Top of RECORDS FOR THE EXERCISE

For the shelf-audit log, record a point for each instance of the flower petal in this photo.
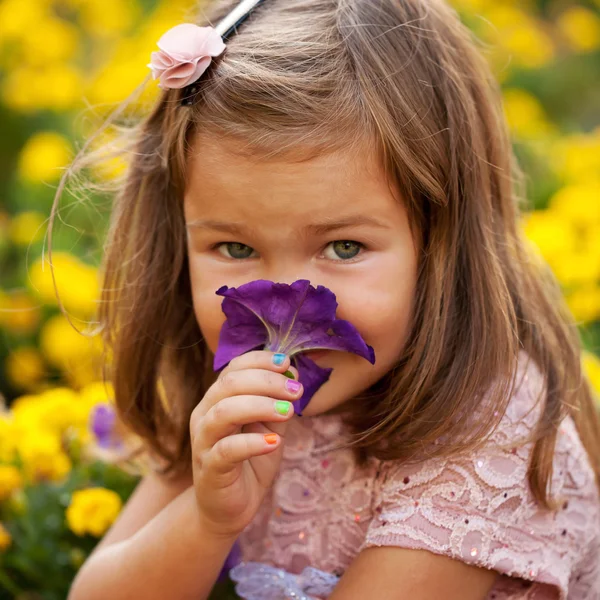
(187, 41)
(242, 331)
(292, 319)
(311, 376)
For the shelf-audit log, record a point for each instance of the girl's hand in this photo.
(236, 436)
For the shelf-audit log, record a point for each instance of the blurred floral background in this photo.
(63, 65)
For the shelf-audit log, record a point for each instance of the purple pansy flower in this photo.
(102, 423)
(233, 559)
(291, 319)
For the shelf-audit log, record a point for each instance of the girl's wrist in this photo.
(209, 529)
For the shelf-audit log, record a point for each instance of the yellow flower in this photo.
(55, 87)
(54, 410)
(579, 204)
(576, 158)
(581, 27)
(591, 366)
(584, 303)
(520, 36)
(106, 18)
(25, 368)
(27, 228)
(552, 236)
(43, 457)
(5, 538)
(9, 434)
(17, 16)
(43, 156)
(10, 480)
(77, 355)
(18, 313)
(525, 114)
(93, 511)
(77, 283)
(56, 41)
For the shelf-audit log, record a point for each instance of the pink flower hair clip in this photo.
(186, 51)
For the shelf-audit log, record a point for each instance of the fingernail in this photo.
(293, 386)
(282, 407)
(278, 358)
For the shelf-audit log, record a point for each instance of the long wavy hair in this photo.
(299, 79)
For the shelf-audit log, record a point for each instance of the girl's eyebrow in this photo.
(239, 228)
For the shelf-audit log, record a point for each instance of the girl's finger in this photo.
(258, 382)
(260, 359)
(232, 450)
(228, 415)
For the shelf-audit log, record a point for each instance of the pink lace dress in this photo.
(323, 510)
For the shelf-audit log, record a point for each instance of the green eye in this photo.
(236, 250)
(346, 249)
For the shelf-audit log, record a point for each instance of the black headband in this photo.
(226, 28)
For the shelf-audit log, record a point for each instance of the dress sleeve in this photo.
(478, 508)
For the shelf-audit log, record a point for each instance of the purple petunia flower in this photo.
(102, 423)
(291, 319)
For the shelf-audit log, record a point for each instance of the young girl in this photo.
(359, 145)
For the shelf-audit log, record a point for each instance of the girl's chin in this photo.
(315, 355)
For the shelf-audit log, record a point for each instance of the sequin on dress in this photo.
(323, 510)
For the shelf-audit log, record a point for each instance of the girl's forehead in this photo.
(218, 175)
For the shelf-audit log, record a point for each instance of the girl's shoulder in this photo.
(478, 507)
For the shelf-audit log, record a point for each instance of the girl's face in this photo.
(333, 220)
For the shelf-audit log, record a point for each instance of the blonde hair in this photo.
(404, 79)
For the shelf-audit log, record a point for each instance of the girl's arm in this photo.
(171, 556)
(397, 573)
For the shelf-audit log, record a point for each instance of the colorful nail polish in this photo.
(293, 386)
(278, 358)
(282, 407)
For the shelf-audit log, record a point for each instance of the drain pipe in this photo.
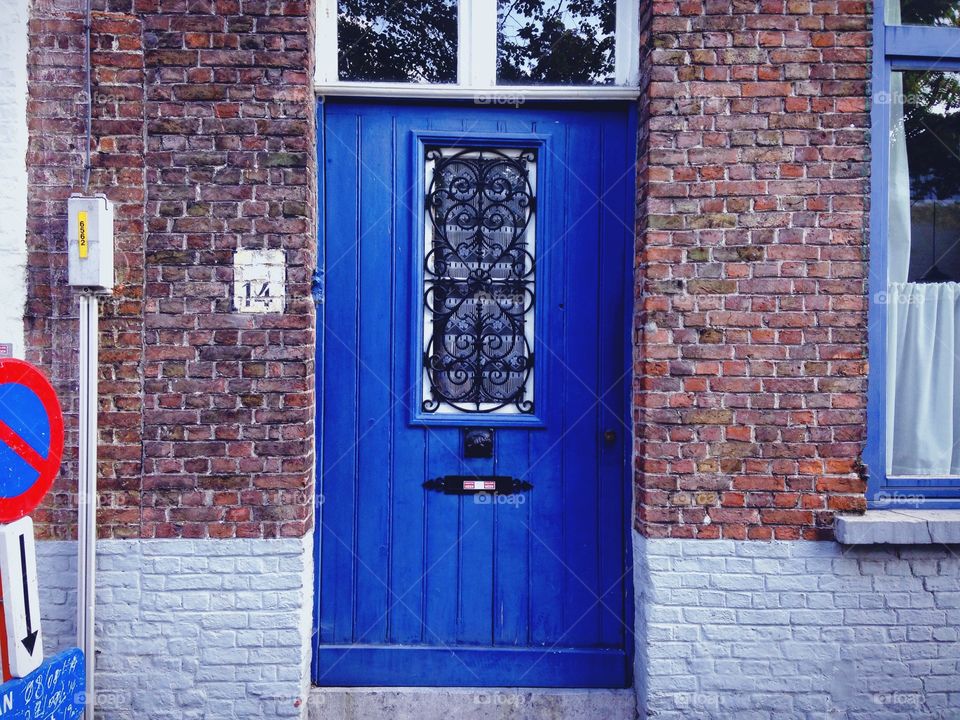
(88, 500)
(88, 225)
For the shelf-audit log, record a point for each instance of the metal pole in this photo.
(87, 489)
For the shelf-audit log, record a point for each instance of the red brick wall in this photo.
(750, 377)
(203, 135)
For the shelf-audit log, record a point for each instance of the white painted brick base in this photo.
(796, 630)
(190, 629)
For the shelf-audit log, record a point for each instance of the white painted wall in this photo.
(190, 629)
(13, 169)
(780, 630)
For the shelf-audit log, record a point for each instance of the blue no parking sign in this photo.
(54, 690)
(31, 438)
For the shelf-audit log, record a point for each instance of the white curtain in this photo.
(923, 340)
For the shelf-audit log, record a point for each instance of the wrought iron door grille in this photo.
(479, 280)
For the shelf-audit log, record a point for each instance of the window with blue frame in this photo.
(914, 441)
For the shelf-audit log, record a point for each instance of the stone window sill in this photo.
(899, 527)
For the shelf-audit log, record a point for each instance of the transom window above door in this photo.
(494, 51)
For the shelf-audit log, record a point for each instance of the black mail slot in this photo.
(471, 484)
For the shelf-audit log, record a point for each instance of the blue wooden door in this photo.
(475, 326)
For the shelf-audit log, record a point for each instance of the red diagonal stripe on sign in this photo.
(20, 447)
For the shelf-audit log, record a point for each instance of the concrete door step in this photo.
(443, 703)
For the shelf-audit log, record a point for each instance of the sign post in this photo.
(87, 483)
(31, 446)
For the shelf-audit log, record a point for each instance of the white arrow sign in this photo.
(21, 601)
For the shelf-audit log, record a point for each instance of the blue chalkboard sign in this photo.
(54, 690)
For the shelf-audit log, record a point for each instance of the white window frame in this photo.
(477, 61)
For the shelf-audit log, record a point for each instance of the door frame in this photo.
(630, 108)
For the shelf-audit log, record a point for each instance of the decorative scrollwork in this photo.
(479, 280)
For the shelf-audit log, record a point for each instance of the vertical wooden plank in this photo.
(338, 473)
(442, 513)
(618, 170)
(546, 471)
(375, 393)
(579, 360)
(477, 523)
(407, 538)
(511, 591)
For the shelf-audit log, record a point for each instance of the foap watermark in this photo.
(499, 98)
(898, 698)
(888, 297)
(893, 498)
(500, 699)
(105, 700)
(100, 98)
(512, 499)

Bottom of RECORDS FOR THE EXERCISE

_PROBLEM DESCRIPTION_
All the records need to be retyped word for word, except for the pictures.

_SOLUTION TO THIS PROBLEM_
For the shelf-audit log, record a point for each instance of the flower petal in this photo.
(187, 41)
(242, 331)
(292, 319)
(311, 376)
For the shelf-audit log, record a point for each instance of the girl's hand in this photo.
(236, 436)
For the shelf-audit log, record a point for each instance of the blurred floral background in this photo.
(63, 65)
For the shelf-audit log, record a point for each instance of the purple pansy flower in this photo.
(102, 423)
(233, 559)
(291, 319)
For the shelf-audit log, record a point for each instance of the girl's wrist in this photo.
(209, 529)
For the shelf-audit log, record a point for each instance of the yellow flower in this photo.
(55, 87)
(54, 410)
(579, 204)
(576, 158)
(581, 27)
(591, 366)
(584, 303)
(520, 36)
(106, 18)
(25, 368)
(27, 228)
(552, 236)
(43, 457)
(5, 538)
(9, 434)
(17, 16)
(43, 156)
(10, 480)
(77, 355)
(18, 313)
(525, 114)
(93, 511)
(77, 283)
(56, 41)
For the shelf-audit log, record a point for each instance of the pink flower hair clip in this photo.
(186, 51)
For the shelf-audit log, record a point for each instance of the fingernail in this photo.
(293, 386)
(282, 407)
(278, 358)
For the shelf-audit log, record a point for each instance of the long wavy hair in this photo.
(299, 79)
For the shelf-audit log, record a point for each instance of the girl's eyebrow in this photo.
(239, 228)
For the shelf-audit log, record a point for each instance of the girl's finger in this photo.
(258, 382)
(260, 359)
(232, 450)
(228, 415)
For the shelf-audit log, record a point for each instance of the pink lace dress in this photo.
(323, 510)
For the shelf-audit log, record a point for each instance of the green eye in this photo.
(236, 250)
(346, 249)
For the shelf-audit log, record a point for each instance of the black headband in this photo.
(226, 28)
For the shelf-audit log, record a point for each instance of the dress sleeve in this photo.
(478, 508)
For the shelf-audit log, record a point for each instance of the purple petunia flower in this photo.
(102, 423)
(291, 319)
For the shelf-audit log, record a point for each instance of the young girl in this photo.
(359, 145)
For the shelf-audit log, record a point for each instance of the girl's chin in this photo.
(315, 355)
For the shelf-audit log, record a point for each instance of the sequin on dress in this photo.
(323, 510)
For the shelf-audit log, record a point for each instance of the girl's forehead in this photo.
(218, 175)
For the shelf-audit log, record a point for each instance of the girl's shoulder in this photo.
(478, 507)
For the shelf-audit log, record a point for each instance of the girl's face in this photo.
(333, 220)
For the shelf-audit log, record a point for each instance of the blonde hair in this photo.
(404, 79)
For the shelf-audit log, record a point for each instance of the girl's arm in this photo.
(171, 556)
(397, 573)
For the shelf-audit log, record a point for each instance of the colorful nail polish in this photo.
(293, 386)
(278, 358)
(282, 407)
For the shelf-audit log, record a point for each instance of the drain pipe in this photo.
(88, 500)
(88, 225)
For the shelf-audit log, record a point for each instance of the metal pole in this photo.
(87, 489)
For the shelf-audit log, record a point for each instance of the red brick wall in this photo.
(750, 377)
(203, 135)
For the shelf-audit log, record a point for each instance of the white painted brick base in this photo.
(796, 630)
(190, 629)
For the shelf-audit log, record a point for each instance of the white painted wall in this photo.
(190, 629)
(13, 169)
(780, 630)
For the shelf-audit log, record a point for each instance of the blue no parking sign in this photo.
(54, 690)
(31, 438)
For the shelf-audit log, record a point for each instance of the white curtain in this photo.
(923, 340)
For the shelf-audit log, record a point for each instance of the wrought iron door grille in this photo.
(479, 280)
For the shelf-audit log, record a point for each instance of the window with blue frame in this photo.
(914, 441)
For the shelf-audit log, record a point for each instance of the stone window sill in this photo.
(899, 527)
For the shelf-audit log, record a point for each instance of the transom window above door in this photo.
(494, 51)
For the shelf-audit log, record a point for each instance of the black mail slot in this photo.
(471, 484)
For the shelf-audit log, record a point for each instance of the blue wooden door in this photo.
(475, 326)
For the shelf-audit log, record a point for each instance of the red diagonal stripe on sign in this photo.
(20, 447)
For the shelf-audit log, record a point for each instance of the concrete door step in this photo.
(443, 703)
For the shelf-audit log, record a point for each instance of the sign post in this photo.
(87, 483)
(31, 446)
For the shelf-audit log, record a point for each instance of the white arrow sign in this photo.
(21, 601)
For the shelf-audit log, record a point for each instance of the blue chalkboard sign in this photo.
(54, 690)
For the shelf-audit log, record a point for each instance of the white window frame in this photo.
(477, 61)
For the shelf-audit log, record a point for each instance of the door frame in this photo.
(630, 108)
For the shelf-audit log, record a point for each instance of the decorative scrollwork in this photo.
(479, 280)
For the shelf-audit log, record a point for each instance of the vertical wooden plank in this photo.
(338, 473)
(442, 513)
(618, 170)
(546, 471)
(375, 393)
(579, 360)
(477, 523)
(407, 538)
(511, 591)
For the shelf-audit log, record a point for each instance of the foap watermark in this photo.
(499, 98)
(898, 698)
(888, 297)
(893, 498)
(500, 699)
(105, 700)
(100, 98)
(512, 499)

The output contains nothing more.